TASK DATA section start

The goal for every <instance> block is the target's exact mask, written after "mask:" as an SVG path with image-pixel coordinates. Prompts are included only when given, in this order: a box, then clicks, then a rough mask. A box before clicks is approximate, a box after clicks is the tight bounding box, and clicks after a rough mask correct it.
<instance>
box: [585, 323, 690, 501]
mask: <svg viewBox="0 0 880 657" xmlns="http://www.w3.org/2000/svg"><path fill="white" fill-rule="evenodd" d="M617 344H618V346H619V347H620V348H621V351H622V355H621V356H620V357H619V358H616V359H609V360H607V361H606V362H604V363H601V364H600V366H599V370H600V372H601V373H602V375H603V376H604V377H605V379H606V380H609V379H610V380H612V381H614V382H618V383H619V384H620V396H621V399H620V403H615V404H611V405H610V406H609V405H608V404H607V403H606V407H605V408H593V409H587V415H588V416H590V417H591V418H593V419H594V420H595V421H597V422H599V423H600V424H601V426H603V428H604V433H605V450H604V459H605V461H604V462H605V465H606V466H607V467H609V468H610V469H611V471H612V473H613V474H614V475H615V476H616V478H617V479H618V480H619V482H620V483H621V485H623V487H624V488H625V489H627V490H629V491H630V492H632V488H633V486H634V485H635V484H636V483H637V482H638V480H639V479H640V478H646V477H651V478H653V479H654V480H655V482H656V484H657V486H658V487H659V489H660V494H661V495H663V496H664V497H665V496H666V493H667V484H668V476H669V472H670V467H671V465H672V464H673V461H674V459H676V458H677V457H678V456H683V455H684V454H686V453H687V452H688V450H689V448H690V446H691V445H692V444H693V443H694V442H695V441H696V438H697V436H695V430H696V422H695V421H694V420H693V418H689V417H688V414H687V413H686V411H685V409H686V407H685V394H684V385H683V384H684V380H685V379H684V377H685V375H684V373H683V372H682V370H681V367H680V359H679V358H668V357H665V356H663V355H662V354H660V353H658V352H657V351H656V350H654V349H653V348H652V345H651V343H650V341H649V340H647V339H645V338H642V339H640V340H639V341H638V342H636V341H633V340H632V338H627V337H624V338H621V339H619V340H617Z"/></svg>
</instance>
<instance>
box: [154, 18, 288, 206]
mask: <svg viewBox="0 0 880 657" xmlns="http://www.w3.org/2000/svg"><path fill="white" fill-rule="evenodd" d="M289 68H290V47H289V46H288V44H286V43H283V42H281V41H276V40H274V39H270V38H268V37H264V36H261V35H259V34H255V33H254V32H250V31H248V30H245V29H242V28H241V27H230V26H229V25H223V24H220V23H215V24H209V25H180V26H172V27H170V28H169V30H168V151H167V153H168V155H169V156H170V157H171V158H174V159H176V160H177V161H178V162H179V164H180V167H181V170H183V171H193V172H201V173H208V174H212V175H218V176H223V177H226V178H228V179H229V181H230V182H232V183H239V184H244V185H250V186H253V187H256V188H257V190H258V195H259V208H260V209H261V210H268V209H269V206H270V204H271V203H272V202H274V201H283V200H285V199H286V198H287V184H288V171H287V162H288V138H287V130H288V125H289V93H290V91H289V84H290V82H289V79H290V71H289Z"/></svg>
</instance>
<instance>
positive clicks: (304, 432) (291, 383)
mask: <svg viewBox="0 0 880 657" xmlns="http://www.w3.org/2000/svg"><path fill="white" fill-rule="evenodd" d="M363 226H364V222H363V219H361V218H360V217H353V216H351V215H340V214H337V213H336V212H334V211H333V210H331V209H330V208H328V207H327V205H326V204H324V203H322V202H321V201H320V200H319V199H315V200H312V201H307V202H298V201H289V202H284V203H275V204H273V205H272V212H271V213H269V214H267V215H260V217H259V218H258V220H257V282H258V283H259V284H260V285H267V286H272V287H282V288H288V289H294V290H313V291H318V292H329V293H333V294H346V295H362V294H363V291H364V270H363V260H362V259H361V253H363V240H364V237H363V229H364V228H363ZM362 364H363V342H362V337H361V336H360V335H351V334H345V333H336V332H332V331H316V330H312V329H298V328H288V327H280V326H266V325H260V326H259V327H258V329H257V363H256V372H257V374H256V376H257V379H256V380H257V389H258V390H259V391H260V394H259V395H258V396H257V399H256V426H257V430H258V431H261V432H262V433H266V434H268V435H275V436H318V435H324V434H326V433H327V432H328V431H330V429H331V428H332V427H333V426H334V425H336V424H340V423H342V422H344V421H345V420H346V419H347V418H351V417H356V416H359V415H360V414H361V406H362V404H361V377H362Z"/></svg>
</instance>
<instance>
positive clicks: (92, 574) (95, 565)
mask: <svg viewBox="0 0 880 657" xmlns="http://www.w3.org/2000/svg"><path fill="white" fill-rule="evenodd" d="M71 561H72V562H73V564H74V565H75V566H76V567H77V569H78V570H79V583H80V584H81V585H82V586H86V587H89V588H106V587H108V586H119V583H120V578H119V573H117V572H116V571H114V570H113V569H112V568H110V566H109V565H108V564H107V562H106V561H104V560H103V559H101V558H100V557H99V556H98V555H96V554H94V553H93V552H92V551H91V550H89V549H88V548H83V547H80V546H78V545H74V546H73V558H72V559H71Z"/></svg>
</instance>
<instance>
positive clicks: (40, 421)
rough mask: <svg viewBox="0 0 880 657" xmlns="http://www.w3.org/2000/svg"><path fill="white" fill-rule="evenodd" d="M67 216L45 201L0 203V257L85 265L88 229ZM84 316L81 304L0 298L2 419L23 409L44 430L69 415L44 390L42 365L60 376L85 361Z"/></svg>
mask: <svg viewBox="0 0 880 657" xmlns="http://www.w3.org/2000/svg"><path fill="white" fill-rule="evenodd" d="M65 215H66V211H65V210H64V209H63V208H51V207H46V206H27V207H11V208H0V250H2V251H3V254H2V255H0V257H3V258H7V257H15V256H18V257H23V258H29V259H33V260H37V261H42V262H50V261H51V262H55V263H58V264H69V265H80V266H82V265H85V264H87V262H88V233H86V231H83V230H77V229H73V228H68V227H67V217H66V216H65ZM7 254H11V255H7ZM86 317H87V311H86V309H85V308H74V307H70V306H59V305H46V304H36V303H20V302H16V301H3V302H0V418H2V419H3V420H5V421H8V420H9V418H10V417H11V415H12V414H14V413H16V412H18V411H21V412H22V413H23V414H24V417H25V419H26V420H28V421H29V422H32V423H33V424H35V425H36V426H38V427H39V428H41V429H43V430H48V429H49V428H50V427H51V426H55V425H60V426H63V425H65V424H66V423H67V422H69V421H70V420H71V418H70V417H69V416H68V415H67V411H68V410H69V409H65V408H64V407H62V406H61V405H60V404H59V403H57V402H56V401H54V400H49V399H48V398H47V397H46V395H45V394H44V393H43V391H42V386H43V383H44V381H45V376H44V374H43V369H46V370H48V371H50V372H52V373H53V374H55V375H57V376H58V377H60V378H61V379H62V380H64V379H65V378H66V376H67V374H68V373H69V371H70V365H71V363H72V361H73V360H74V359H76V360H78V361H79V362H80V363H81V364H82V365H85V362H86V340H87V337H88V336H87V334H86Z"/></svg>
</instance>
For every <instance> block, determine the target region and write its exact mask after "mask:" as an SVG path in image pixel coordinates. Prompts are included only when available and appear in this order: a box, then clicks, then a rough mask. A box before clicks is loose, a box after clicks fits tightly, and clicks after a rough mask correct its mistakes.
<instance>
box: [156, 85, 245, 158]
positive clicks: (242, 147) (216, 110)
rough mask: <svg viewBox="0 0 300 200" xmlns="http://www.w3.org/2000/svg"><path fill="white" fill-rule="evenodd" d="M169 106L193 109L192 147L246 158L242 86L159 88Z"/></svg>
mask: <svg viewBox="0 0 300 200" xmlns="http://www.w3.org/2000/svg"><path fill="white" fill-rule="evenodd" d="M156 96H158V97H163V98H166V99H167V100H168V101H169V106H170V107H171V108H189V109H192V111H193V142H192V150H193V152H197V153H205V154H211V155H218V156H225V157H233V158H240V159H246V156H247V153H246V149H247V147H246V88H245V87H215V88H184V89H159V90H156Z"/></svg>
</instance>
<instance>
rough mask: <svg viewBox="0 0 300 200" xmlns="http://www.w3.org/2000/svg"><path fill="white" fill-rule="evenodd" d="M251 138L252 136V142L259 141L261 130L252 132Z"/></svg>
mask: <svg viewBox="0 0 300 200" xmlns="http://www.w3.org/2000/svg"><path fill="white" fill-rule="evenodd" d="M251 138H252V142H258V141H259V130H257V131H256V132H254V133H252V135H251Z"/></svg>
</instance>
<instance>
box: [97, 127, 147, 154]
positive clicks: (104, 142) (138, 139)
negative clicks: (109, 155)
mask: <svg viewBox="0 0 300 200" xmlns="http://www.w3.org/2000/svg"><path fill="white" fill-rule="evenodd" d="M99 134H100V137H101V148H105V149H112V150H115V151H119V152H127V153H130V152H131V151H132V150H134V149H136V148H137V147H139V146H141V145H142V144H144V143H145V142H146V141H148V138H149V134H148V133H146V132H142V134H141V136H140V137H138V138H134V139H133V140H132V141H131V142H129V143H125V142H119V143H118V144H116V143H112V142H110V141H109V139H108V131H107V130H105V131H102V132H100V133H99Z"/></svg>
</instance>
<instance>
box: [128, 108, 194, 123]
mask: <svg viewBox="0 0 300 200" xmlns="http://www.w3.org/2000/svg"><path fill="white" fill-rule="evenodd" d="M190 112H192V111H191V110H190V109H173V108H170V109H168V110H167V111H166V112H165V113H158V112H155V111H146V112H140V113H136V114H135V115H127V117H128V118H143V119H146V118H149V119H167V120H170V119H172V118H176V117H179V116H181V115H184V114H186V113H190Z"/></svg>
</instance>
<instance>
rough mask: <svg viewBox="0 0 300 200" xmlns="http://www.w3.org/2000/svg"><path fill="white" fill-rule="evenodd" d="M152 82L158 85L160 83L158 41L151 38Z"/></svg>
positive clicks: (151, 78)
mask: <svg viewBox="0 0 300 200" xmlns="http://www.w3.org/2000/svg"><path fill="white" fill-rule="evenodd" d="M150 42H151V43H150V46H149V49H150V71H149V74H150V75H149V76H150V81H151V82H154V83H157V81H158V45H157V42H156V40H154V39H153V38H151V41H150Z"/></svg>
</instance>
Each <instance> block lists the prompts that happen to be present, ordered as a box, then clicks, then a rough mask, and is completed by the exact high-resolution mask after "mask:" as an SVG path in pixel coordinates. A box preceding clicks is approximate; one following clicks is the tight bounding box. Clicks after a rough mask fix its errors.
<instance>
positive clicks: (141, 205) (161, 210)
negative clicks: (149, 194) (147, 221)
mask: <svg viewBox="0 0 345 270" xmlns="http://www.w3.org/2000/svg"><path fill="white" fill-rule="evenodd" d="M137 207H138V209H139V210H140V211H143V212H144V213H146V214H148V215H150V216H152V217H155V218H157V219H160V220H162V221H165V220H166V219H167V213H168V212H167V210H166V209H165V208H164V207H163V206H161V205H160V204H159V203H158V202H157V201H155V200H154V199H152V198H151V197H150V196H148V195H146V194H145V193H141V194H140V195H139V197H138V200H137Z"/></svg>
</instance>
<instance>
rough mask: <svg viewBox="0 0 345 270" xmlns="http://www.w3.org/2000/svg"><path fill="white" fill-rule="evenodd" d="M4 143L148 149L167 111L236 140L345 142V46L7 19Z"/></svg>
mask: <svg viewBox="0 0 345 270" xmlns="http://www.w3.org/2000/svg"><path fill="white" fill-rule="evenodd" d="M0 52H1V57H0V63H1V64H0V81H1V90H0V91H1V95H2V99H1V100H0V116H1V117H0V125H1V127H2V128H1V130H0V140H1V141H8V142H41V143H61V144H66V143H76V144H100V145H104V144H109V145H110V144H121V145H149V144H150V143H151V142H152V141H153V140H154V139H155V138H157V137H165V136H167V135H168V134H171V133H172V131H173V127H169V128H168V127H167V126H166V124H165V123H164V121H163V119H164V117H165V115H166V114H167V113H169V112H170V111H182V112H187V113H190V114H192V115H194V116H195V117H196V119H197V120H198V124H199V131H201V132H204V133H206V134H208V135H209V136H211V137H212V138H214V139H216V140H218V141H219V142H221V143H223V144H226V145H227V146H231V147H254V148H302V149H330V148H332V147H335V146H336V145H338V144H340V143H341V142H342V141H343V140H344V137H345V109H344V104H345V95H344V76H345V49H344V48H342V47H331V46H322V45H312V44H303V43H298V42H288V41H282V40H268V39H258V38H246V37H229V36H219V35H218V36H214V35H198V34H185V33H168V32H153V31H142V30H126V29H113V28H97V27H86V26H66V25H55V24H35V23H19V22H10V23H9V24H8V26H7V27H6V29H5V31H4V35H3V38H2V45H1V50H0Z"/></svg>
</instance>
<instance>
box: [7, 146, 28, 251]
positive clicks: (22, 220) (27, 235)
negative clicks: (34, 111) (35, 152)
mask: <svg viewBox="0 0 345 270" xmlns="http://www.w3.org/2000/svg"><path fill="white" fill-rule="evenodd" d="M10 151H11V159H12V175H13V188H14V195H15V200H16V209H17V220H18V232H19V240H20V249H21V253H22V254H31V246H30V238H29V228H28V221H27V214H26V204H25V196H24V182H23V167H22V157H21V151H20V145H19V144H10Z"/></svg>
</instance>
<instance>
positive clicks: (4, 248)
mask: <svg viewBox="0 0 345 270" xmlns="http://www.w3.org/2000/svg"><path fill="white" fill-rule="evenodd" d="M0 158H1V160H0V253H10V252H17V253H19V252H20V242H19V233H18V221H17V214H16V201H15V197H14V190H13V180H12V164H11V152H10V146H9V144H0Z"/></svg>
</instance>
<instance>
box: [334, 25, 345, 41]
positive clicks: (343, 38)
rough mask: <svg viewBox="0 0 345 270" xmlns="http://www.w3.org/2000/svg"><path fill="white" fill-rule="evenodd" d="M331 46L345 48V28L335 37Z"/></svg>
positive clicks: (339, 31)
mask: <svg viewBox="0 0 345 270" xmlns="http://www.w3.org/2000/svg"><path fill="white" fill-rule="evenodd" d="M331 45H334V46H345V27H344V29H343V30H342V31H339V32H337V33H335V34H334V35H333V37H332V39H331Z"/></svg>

TASK DATA section end

PROBLEM TO WORK ON: Pull every line containing the string "bounding" out of the data above and copy it.

RESULT FOR THIS EXERCISE:
The goal for every <instance> block is the target's exact mask, written after "mask:" as an SVG path with image-pixel coordinates. Prompts are included only when given, in this order: a box, then clicks, then a rough mask. A box before clicks is approximate, a box after clicks is the tight bounding box, and clicks after a rough mask correct it.
Each <instance> block lists the prompts that happen to be present, ordered as a box, then clicks, then a rough mask, and is completed by the exact high-resolution mask after "mask:" as an SVG path in pixel coordinates. A box preceding clicks is approximate; one following clicks is the tight bounding box. Clicks after a rough mask fix its errors.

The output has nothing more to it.